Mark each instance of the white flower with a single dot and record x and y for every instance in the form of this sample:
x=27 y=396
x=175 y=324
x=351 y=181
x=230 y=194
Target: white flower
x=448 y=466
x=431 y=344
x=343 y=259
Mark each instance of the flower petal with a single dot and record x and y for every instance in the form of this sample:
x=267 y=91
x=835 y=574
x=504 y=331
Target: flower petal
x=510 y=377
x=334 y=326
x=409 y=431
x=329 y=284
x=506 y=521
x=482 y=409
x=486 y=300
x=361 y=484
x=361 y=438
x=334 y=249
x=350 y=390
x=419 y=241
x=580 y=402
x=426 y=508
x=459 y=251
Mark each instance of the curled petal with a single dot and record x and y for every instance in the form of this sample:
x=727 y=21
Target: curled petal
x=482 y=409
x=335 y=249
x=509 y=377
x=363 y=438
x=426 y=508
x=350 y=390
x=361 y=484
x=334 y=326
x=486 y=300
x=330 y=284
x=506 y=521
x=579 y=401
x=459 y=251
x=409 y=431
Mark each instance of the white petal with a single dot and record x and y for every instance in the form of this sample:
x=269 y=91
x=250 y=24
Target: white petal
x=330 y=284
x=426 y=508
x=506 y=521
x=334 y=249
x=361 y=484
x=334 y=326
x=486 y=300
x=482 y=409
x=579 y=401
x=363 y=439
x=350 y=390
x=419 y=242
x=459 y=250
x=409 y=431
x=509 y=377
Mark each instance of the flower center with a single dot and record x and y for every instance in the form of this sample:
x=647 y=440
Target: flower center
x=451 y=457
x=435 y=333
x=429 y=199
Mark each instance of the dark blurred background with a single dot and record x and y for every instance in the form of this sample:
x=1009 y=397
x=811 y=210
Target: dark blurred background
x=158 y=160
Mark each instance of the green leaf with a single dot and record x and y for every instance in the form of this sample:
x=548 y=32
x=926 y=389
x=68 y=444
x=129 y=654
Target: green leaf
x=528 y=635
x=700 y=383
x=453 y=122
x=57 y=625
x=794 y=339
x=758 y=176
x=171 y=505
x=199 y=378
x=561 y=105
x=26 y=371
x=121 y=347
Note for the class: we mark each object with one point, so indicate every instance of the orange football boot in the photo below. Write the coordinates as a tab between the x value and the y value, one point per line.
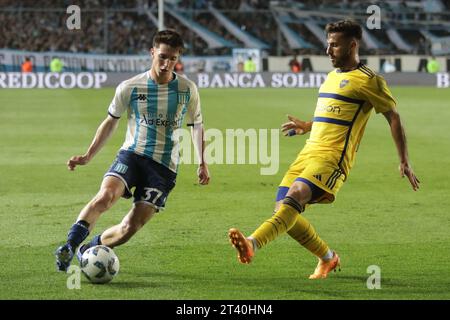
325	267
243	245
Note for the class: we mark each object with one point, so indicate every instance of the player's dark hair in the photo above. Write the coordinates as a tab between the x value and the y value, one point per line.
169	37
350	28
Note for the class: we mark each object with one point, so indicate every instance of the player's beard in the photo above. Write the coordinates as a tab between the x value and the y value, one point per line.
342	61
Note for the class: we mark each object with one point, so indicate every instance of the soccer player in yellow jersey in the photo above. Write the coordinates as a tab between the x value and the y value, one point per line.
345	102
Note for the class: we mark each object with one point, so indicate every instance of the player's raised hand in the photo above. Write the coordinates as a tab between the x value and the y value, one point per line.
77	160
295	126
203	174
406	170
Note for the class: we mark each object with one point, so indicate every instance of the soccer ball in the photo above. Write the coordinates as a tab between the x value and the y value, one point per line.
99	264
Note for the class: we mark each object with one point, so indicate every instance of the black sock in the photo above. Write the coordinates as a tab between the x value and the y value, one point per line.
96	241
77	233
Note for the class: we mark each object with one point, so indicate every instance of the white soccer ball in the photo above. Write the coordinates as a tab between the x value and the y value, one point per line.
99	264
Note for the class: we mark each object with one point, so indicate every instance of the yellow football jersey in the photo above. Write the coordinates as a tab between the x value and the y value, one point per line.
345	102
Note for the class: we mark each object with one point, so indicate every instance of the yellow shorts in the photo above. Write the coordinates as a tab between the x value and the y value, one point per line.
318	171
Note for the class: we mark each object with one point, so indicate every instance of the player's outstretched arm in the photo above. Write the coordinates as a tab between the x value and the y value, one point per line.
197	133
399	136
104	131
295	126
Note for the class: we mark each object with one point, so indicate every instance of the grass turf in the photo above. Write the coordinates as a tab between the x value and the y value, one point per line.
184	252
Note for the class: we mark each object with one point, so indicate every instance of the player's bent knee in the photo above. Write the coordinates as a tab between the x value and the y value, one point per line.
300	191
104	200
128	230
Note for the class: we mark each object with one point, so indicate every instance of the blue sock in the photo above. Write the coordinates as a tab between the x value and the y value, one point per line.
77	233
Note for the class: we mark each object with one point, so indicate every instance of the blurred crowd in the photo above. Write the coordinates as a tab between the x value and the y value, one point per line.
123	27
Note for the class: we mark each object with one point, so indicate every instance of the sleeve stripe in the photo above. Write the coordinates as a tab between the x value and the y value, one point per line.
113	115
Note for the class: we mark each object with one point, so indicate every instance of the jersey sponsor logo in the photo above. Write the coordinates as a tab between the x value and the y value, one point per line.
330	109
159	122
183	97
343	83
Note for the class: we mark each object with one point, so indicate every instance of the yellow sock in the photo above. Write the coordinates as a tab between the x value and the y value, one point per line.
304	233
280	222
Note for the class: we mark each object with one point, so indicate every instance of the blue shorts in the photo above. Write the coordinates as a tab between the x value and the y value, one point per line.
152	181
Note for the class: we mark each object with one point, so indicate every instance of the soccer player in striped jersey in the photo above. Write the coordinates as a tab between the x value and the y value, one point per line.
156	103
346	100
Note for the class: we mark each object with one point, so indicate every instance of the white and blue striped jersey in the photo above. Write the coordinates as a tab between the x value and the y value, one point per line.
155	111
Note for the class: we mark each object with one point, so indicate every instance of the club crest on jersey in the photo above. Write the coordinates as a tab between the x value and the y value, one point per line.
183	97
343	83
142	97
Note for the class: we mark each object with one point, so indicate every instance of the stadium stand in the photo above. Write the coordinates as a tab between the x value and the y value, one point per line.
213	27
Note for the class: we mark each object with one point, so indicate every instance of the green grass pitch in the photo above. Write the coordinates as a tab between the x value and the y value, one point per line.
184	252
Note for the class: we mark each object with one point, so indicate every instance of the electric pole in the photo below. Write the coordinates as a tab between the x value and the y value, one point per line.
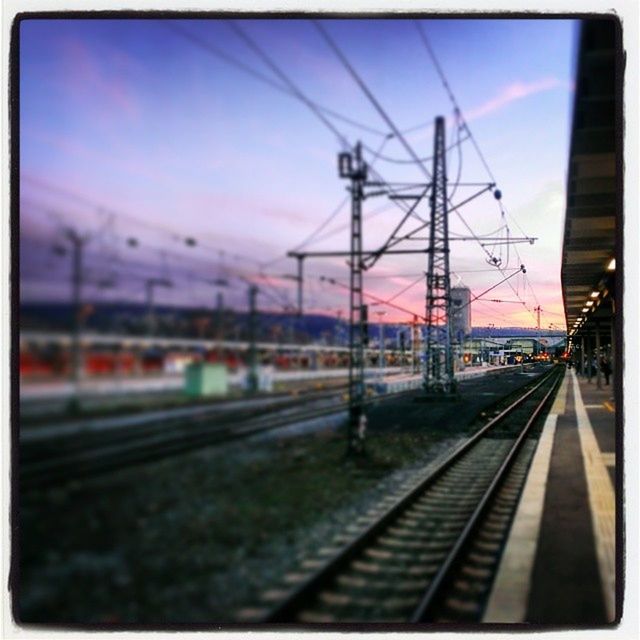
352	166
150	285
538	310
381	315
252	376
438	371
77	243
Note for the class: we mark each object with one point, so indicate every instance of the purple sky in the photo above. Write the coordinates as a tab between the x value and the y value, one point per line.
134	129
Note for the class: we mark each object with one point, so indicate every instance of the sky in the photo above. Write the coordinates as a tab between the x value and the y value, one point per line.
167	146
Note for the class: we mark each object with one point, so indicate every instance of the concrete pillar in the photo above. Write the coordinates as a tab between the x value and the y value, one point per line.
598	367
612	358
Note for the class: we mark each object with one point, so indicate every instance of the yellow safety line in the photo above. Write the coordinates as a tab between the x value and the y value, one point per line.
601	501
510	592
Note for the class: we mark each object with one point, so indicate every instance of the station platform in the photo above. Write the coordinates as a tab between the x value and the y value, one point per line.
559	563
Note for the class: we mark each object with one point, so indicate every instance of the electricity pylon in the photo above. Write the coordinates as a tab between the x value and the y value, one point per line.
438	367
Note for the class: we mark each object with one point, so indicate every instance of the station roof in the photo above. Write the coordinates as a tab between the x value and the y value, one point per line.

━━━━━━━━━━━━━━━━━━━━━━━━━━━━━━

Copy the listing word for word from its first line through the line containing "x=343 y=259", inclusive.

Mark each instance of the white flower with a single dot and record x and y for every instance in the form of this sample:
x=27 y=396
x=175 y=324
x=351 y=181
x=230 y=194
Target: white flower
x=448 y=466
x=431 y=344
x=343 y=259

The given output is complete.